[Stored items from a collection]
────
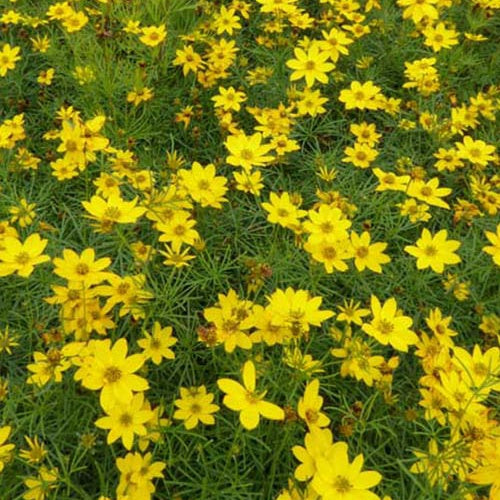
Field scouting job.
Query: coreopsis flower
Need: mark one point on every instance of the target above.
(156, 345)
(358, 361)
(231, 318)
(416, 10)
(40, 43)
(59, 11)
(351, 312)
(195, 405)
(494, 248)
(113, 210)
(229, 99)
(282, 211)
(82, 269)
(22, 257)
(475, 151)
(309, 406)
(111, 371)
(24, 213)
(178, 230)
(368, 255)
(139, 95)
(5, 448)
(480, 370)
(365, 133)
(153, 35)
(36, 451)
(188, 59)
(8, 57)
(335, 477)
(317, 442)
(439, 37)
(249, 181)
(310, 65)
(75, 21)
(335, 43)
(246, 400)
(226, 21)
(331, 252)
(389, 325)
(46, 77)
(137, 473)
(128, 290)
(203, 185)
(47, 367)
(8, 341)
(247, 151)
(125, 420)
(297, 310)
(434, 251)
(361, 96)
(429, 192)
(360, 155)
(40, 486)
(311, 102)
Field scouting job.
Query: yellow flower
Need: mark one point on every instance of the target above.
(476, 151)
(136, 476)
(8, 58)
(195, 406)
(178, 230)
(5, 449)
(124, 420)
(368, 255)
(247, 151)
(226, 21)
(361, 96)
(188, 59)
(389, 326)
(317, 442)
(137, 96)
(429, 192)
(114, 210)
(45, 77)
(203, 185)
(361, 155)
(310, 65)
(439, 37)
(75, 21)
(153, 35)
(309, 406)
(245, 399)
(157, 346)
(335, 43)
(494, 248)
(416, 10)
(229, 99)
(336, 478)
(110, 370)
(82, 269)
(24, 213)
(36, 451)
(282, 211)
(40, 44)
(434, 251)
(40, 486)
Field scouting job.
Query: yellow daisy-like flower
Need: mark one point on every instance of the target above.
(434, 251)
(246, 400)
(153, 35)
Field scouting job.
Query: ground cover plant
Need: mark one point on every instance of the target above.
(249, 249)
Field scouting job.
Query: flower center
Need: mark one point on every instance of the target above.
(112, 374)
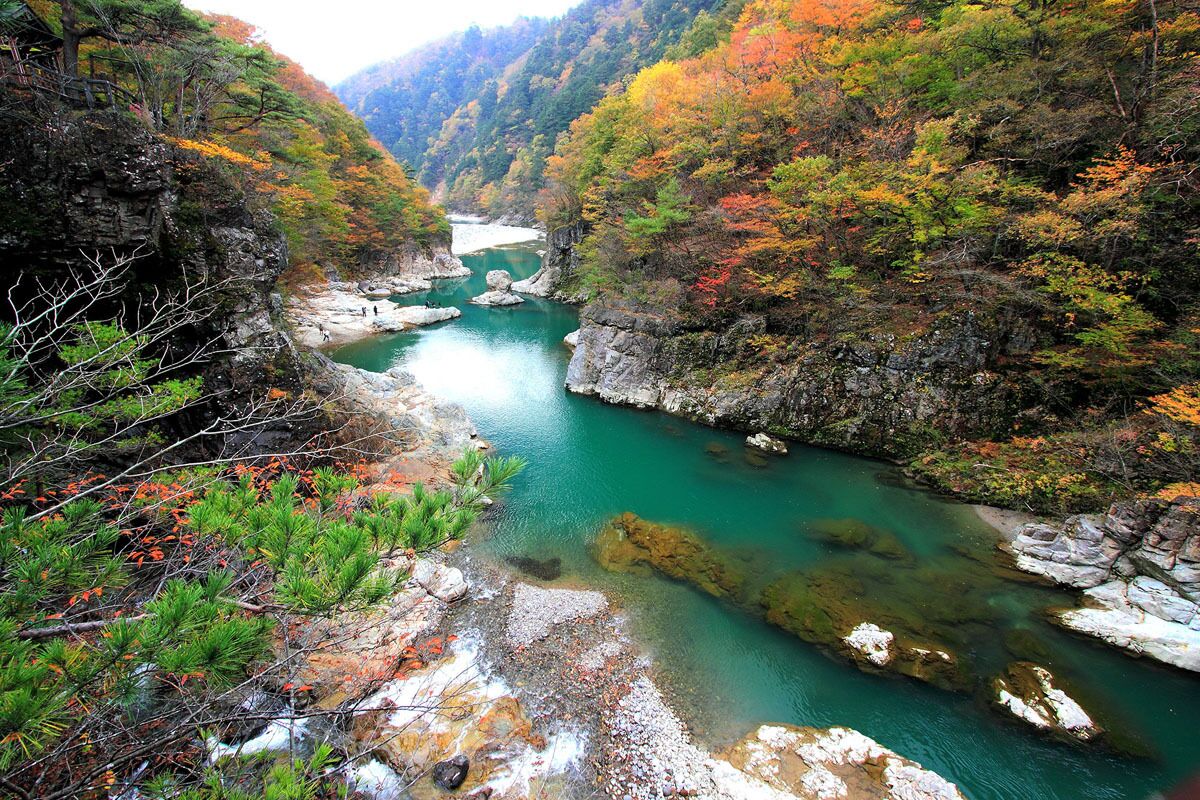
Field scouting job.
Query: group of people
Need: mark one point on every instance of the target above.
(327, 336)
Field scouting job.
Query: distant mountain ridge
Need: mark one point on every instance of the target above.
────
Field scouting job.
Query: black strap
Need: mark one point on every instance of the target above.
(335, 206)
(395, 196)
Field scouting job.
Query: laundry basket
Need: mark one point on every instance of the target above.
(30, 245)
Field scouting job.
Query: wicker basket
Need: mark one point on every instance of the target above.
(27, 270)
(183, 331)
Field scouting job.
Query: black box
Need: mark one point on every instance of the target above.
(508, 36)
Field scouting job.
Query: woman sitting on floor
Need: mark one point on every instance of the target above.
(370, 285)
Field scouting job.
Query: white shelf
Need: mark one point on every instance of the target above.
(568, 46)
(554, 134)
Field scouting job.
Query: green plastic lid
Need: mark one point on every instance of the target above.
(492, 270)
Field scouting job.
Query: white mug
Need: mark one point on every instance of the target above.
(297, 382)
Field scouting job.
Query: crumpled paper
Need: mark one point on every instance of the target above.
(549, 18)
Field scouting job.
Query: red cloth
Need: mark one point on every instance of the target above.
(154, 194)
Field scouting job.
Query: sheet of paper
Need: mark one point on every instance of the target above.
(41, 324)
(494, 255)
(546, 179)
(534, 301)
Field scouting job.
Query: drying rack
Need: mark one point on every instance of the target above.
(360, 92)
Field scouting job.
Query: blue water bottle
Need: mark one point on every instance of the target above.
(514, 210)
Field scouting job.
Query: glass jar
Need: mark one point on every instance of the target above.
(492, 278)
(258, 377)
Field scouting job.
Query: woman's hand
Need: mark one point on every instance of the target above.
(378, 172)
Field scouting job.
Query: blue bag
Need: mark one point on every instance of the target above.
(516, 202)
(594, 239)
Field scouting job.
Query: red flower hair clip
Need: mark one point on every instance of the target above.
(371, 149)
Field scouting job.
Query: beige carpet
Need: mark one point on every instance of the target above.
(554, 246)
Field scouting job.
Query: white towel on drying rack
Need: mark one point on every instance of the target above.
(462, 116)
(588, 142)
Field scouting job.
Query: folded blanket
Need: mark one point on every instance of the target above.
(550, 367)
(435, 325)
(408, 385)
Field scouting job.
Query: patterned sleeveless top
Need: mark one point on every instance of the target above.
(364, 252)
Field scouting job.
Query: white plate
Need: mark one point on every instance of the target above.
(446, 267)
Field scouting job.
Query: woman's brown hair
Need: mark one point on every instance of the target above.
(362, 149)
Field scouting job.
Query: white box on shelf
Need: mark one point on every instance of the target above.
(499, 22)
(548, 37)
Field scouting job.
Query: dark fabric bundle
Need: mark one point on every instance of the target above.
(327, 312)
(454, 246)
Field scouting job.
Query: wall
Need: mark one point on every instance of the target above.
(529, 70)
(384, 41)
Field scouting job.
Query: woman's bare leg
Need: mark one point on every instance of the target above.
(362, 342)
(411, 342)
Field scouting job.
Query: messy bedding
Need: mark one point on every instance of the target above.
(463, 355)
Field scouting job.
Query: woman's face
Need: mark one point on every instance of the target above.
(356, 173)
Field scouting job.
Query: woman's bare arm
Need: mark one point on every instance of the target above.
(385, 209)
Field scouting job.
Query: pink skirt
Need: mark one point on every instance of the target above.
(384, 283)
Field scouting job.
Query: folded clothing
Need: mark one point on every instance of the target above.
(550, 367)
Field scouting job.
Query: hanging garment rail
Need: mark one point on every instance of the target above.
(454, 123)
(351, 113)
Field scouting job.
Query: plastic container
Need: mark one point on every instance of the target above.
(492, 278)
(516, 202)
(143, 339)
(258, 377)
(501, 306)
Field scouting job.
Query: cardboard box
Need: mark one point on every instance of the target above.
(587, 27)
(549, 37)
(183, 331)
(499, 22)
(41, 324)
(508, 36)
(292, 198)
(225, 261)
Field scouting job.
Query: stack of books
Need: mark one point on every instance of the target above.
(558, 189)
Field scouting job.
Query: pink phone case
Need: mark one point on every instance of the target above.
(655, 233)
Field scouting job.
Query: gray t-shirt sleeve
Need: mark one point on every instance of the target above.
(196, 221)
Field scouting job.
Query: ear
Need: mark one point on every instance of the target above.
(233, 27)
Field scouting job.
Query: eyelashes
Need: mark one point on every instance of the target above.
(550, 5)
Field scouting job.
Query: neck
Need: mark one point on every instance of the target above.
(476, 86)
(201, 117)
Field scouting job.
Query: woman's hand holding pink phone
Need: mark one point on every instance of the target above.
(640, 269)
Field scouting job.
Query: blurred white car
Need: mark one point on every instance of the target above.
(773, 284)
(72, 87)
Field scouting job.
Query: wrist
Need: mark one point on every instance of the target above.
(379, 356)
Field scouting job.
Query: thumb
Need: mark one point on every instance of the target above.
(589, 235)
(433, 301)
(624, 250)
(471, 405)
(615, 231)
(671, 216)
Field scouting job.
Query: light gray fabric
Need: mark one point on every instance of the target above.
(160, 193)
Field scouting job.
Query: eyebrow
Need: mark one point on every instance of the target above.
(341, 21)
────
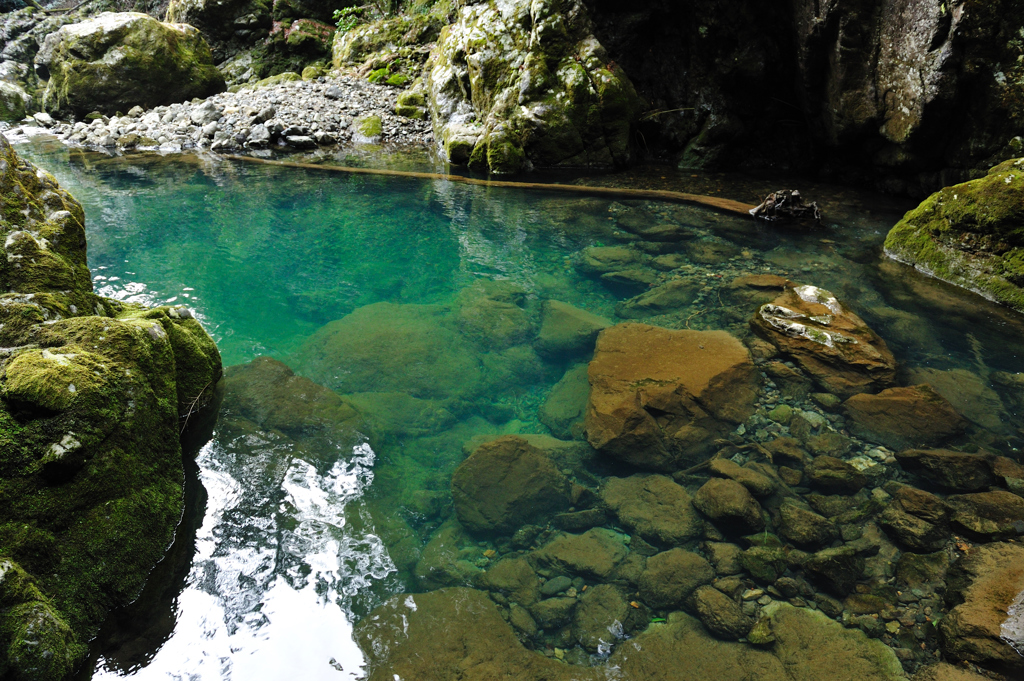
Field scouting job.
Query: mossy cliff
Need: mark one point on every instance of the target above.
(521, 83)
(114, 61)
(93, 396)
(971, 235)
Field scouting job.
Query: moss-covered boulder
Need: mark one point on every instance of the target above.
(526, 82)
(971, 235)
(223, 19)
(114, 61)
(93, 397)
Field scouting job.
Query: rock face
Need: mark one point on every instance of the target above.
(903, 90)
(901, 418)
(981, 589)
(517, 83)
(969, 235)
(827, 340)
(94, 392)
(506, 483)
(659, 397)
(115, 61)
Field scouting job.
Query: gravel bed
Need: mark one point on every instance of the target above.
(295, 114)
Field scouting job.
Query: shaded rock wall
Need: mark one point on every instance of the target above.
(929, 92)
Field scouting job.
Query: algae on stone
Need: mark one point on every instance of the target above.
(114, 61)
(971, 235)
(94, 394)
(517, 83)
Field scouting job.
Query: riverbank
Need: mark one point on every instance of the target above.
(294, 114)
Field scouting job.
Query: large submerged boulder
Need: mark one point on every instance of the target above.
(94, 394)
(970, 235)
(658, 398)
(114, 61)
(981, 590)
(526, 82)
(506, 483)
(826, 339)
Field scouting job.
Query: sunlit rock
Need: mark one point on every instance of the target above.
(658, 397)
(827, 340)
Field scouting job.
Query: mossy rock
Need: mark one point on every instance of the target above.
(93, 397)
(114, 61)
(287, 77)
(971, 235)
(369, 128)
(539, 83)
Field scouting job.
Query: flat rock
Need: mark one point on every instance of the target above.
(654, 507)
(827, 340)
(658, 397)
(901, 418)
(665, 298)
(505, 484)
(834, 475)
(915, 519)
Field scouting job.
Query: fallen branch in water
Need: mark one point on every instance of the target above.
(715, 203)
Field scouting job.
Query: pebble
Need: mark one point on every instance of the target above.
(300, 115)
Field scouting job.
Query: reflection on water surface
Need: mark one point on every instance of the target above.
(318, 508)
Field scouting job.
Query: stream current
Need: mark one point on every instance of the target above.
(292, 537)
────
Filter the records above down to every line containing the string "water", and copy each matching line in full. Treat case as significant.

Full response
Query: blue water bottle
Query: fallen branch in water
Query: reflection on water surface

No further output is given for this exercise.